EXERCISE PROMPT
Pictures do not belong in your copy. Repeat all the other data exactly.
***
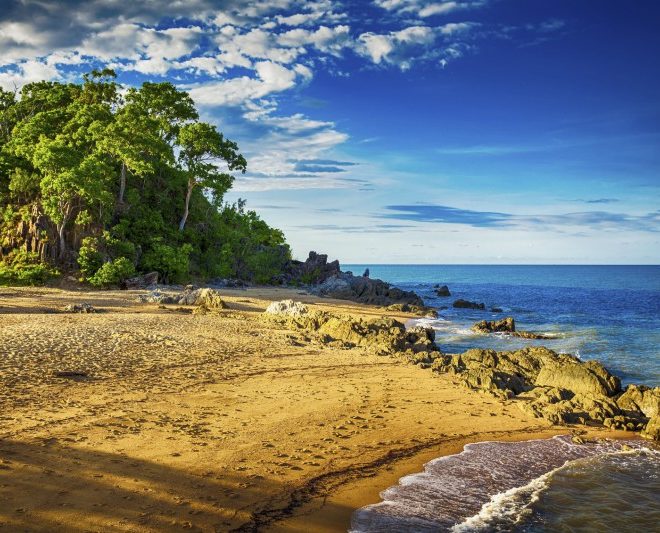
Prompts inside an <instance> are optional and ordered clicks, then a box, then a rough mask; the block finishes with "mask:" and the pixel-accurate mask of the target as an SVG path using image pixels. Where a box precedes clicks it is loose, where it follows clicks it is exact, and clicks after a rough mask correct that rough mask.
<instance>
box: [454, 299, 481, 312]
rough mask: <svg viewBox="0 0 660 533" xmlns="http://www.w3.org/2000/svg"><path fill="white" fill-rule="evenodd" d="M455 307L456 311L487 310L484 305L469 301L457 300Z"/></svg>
mask: <svg viewBox="0 0 660 533" xmlns="http://www.w3.org/2000/svg"><path fill="white" fill-rule="evenodd" d="M453 305H454V307H455V308H456V309H481V310H484V309H486V306H485V305H484V304H483V303H477V302H469V301H467V300H456V301H455V302H454V304H453Z"/></svg>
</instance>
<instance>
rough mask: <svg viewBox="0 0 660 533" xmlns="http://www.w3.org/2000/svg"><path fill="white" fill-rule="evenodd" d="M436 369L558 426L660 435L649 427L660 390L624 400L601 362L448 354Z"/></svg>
mask: <svg viewBox="0 0 660 533" xmlns="http://www.w3.org/2000/svg"><path fill="white" fill-rule="evenodd" d="M432 368H433V369H434V370H435V371H437V372H447V373H451V374H455V375H456V376H457V378H458V380H459V382H460V383H461V384H463V385H464V386H467V387H470V388H473V389H478V390H483V391H488V392H489V393H491V394H493V395H495V396H498V397H501V398H514V397H515V398H516V399H517V400H518V401H517V402H516V405H518V406H519V407H520V408H521V409H523V410H524V411H526V412H528V413H530V414H532V415H533V416H535V417H539V418H544V419H546V420H549V421H550V422H552V423H553V424H564V423H583V424H586V423H596V424H603V425H606V426H608V427H613V428H618V429H627V430H635V431H638V430H641V429H643V428H644V427H645V426H646V427H647V428H650V429H647V430H646V431H647V433H649V434H650V435H651V436H652V435H655V433H654V431H656V430H655V429H654V427H655V426H653V424H651V423H649V424H648V425H647V422H648V418H649V416H657V414H655V415H653V413H657V412H658V411H657V408H658V406H657V398H658V394H660V393H659V392H658V390H660V389H648V388H645V387H641V388H640V387H634V386H631V387H629V388H628V390H627V391H626V392H625V393H623V394H621V383H620V381H619V379H618V378H617V377H616V376H614V375H612V374H611V373H610V372H608V371H607V370H606V369H605V368H604V367H603V366H602V365H601V364H600V363H598V362H596V361H586V362H582V361H580V360H579V359H577V358H576V357H573V356H571V355H567V354H558V353H555V352H553V351H552V350H549V349H547V348H543V347H527V348H524V349H522V350H517V351H511V352H496V351H494V350H480V349H474V350H468V351H467V352H465V353H462V354H454V355H444V354H443V355H441V356H439V357H437V358H436V359H435V361H434V363H433V365H432ZM642 405H643V406H644V409H646V410H647V411H646V412H645V411H644V410H643V409H642ZM647 413H648V414H647Z"/></svg>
***
WRITTEN SOLUTION
Prompts inside an <instance> are optional and ordered clicks, then a box, then a rough mask; the block finishes with "mask:" and the pixel-accurate mask of the target as an SVG path using image pixels. Where a box precedes clicks it is loose, where it follows clicks it is exact, and clicks after a rough mask correct that rough mask.
<instance>
box: [454, 299, 481, 312]
rough mask: <svg viewBox="0 0 660 533" xmlns="http://www.w3.org/2000/svg"><path fill="white" fill-rule="evenodd" d="M455 307L456 311L487 310L484 305L469 301L457 300Z"/></svg>
mask: <svg viewBox="0 0 660 533" xmlns="http://www.w3.org/2000/svg"><path fill="white" fill-rule="evenodd" d="M453 305H454V307H455V308H456V309H481V310H484V309H486V306H485V305H484V304H483V303H477V302H469V301H467V300H456V301H455V302H454V304H453Z"/></svg>
</instance>
<instance>
rough mask: <svg viewBox="0 0 660 533" xmlns="http://www.w3.org/2000/svg"><path fill="white" fill-rule="evenodd" d="M436 369L558 426L660 435L649 427L660 390L624 400L601 362L448 354Z"/></svg>
mask: <svg viewBox="0 0 660 533" xmlns="http://www.w3.org/2000/svg"><path fill="white" fill-rule="evenodd" d="M432 368H433V369H434V370H435V371H437V372H447V373H451V374H455V375H456V376H457V378H458V380H459V382H460V383H461V384H463V385H464V386H467V387H470V388H473V389H478V390H483V391H488V392H489V393H491V394H493V395H495V396H498V397H501V398H514V397H515V398H516V399H517V400H518V401H517V402H516V405H518V406H519V407H520V408H521V409H523V410H524V411H526V412H528V413H530V414H532V415H533V416H535V417H539V418H544V419H546V420H549V421H550V422H552V423H553V424H564V423H583V424H586V423H596V424H603V425H606V426H608V427H613V428H618V429H627V430H635V431H638V430H641V429H643V428H644V427H645V426H646V427H647V428H650V429H647V430H646V431H647V433H649V434H650V435H651V436H652V435H655V433H654V431H656V430H655V429H654V427H655V426H653V424H651V423H649V424H648V425H647V422H648V418H649V416H657V414H655V415H653V413H657V412H658V411H657V408H658V406H657V398H658V394H660V393H659V392H658V390H660V389H648V388H645V387H641V388H640V387H634V386H631V387H629V388H628V390H627V391H626V392H625V393H623V394H621V383H620V381H619V379H618V378H617V377H616V376H614V375H612V374H611V373H610V372H608V371H607V370H606V369H605V368H604V367H603V366H602V365H601V364H600V363H598V362H596V361H586V362H582V361H580V360H579V359H577V358H576V357H573V356H571V355H567V354H558V353H555V352H553V351H552V350H549V349H547V348H543V347H527V348H524V349H522V350H517V351H511V352H496V351H494V350H480V349H474V350H468V351H467V352H465V353H462V354H454V355H444V354H443V355H441V356H439V357H437V358H436V359H435V361H434V363H433V365H432ZM642 405H643V406H644V409H646V410H647V411H646V412H645V411H644V410H643V409H642ZM647 413H648V414H647Z"/></svg>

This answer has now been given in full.